▶ _Aim A_:
Pick out every line in the rows below that contains the word "hand", and copy each one.

The site location is unknown. There are two likely areas for this station. One is at White Rock Springs, a ½ mile south of US 50 and about 1½ miles east of Middlegate Butte. Another would be anywhere along the 4 miles between Middlegate and Westgate along an arroyo that often has seeps or short lengths of running water. The meadows between Middlegate and Westgate also would attract an Overland station because of the native hay ripe after June each year.(Expedition Utah)

Several sources, including the mail contract of 1861, list Middle Gate as a station. The exact location of Middle Gate or Middlegate remains unknown, but a station in this area would serve as a logical place to divide the thirty-five mile stretch between Sand Springs and Cold Springs. Richard Burton mentions Middle Gate as a stopping place during his journey. (NPS)

To Sand Springs, 16th October.

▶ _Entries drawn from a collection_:
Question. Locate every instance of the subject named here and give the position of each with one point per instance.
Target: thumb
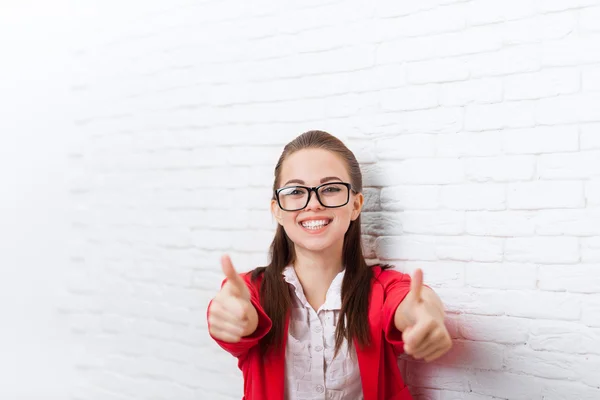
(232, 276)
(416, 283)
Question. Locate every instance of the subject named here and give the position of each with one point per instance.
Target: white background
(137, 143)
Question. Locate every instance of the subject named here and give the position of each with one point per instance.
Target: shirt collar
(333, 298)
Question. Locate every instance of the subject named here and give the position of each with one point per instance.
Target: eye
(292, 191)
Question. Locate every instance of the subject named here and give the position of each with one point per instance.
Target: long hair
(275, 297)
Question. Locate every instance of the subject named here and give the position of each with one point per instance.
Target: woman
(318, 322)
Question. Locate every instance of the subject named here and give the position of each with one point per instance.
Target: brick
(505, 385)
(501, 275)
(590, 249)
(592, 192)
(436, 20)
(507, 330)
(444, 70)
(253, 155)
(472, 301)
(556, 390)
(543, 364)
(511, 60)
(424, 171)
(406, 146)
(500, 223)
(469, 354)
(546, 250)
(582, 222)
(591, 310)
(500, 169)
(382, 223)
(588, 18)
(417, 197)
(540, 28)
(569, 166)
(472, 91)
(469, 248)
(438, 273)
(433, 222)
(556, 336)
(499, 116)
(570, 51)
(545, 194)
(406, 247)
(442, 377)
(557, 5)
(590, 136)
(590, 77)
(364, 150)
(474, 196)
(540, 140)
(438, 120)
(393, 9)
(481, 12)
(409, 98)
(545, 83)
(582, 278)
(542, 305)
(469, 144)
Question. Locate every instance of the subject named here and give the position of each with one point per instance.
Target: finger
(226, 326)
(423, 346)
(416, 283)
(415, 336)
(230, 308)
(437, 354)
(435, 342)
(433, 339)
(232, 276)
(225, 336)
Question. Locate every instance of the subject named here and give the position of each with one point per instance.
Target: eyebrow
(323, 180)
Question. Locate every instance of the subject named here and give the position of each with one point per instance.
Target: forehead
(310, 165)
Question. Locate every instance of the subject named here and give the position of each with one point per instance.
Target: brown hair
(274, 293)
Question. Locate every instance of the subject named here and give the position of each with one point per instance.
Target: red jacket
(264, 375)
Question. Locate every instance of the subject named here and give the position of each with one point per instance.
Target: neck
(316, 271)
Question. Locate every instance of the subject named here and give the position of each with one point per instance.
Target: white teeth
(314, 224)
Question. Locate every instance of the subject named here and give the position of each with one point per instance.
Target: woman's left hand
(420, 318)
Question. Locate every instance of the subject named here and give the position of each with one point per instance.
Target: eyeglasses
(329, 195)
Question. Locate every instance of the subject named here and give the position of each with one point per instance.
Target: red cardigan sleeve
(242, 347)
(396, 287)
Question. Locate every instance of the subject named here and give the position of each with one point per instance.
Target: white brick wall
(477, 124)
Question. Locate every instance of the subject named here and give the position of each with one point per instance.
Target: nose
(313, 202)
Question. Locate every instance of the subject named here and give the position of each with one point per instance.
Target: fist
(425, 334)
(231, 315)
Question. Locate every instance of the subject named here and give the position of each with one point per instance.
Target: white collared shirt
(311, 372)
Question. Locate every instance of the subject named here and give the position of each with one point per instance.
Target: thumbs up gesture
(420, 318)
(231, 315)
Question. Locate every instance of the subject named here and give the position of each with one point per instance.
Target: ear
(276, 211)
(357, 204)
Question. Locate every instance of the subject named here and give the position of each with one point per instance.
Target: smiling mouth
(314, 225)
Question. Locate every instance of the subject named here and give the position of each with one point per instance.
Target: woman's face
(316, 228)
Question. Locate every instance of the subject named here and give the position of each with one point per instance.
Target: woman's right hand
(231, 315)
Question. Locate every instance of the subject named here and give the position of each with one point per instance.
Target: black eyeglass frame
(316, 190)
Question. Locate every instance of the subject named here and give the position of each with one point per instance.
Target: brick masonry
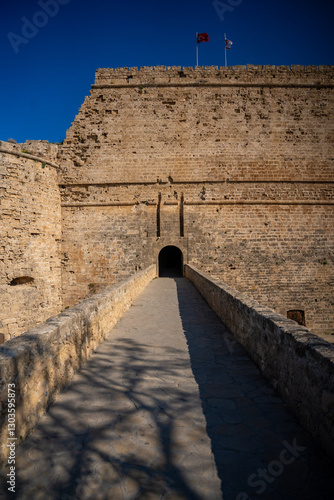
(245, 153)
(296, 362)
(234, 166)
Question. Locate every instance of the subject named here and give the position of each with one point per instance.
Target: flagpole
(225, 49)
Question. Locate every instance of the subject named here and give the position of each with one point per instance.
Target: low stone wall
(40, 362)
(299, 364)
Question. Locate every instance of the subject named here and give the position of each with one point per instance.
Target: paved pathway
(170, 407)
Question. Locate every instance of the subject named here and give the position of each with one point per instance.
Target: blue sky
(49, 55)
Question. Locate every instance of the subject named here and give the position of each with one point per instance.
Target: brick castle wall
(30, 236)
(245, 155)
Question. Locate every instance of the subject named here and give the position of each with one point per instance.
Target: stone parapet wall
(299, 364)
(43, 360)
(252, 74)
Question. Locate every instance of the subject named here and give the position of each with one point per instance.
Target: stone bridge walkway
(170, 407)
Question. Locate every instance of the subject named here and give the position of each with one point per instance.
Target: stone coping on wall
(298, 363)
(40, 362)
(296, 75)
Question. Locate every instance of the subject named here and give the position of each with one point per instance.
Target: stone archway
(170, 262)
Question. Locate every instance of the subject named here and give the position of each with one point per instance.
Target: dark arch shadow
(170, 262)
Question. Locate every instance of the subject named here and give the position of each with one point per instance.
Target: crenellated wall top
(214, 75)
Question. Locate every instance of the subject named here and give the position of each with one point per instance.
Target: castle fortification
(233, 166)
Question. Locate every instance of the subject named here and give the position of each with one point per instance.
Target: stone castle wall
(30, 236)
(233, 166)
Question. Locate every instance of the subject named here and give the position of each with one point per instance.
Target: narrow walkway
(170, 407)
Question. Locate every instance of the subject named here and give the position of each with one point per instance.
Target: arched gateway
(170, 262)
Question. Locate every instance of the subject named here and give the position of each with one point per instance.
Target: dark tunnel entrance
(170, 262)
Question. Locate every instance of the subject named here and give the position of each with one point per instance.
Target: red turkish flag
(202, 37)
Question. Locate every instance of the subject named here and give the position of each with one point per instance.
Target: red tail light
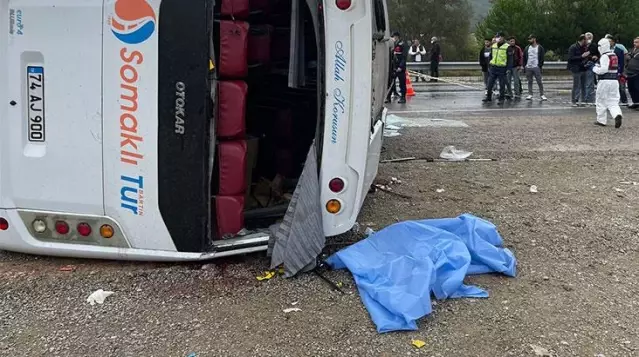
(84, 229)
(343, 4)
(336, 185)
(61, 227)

▶ _Aim B_:
According to the passage on the Middle Gate station, how long is the stretch between Sand Springs and Cold Springs?

▶ _Task answer A_:
Target: woman's left hand
Target: woman's right hand

▶ _Task answer B_:
Thirty-five miles.